** Given instruction **
Please reproduce the passage of the course announcement that begins at the words "Some of you" and stops after the words "readings for Wednesday.".

** Extract **
···

Some of you have started to express anxiety about the final exam. I prepared a review sheet of the important notions and issues we’ve discussed in the first half of the course. I encourage you to go through this now, and see whether you’ve got a solid grasp of what each entry on there means, and how it came up in our discussion and/or readings. If you do, you’ll be ready for the final (as far as this first part of the course goes). If you don’t, you’ll probably want to re-read some of the earlier webnotes and/or readings we’ve gone through. (In general, as we said at the start of the course, you should expect to have to read the philosophy texts we assign multiple times to be able to track everything that’s going on.)

Mon Mar 7

Today’s lecture notes:

If you haven’t yet read the Dennett and Doctorow readings posted last week, get caught up with them. No additional readings for Wednesday.

Here are some sample philosophy papers from other iterations of this course, with discussion of what problems they had, how they could be improved, and so on. You may see some issues in these samples that also come up in your own papers. Also, learning how to identify and explain these flaws in other people’s work is an important step towards learning how to overcome the same flaws (and others) in your own work.

We’re aiming to get you feedback on your own papers this week. Rewrites (which will also be graded) will be due on Tuesday Mar 29.

We won’t be holding recitations/sections this Friday.

···

** Data provided **
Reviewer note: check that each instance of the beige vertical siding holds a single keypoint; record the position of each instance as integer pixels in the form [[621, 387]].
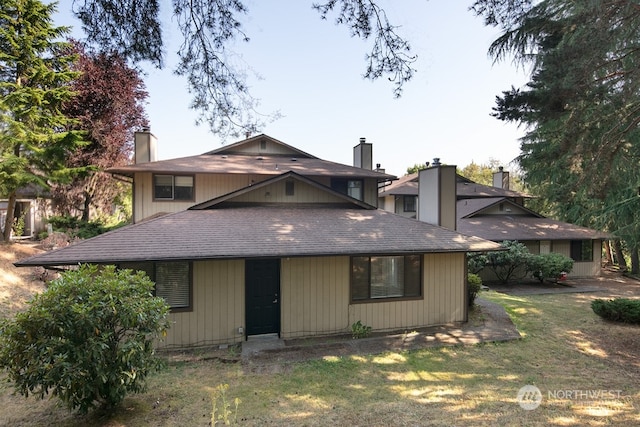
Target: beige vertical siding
[[315, 297], [582, 269], [218, 307], [210, 186]]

···

** The result **
Some of you have started to express anxiety about the final exam. I prepared a review sheet of the important notions and issues we’ve discussed in the first half of the course. I encourage you to go through this now, and see whether you’ve got a solid grasp of what each entry on there means, and how it came up in our discussion and/or readings. If you do, you’ll be ready for the final (as far as this first part of the course goes). If you don’t, you’ll probably want to re-read some of the earlier webnotes and/or readings we’ve gone through. (In general, as we said at the start of the course, you should expect to have to read the philosophy texts we assign multiple times to be able to track everything that’s going on.)

Mon Mar 7

Today’s lecture notes:

If you haven’t yet read the Dennett and Doctorow readings posted last week, get caught up with them. No additional readings for Wednesday.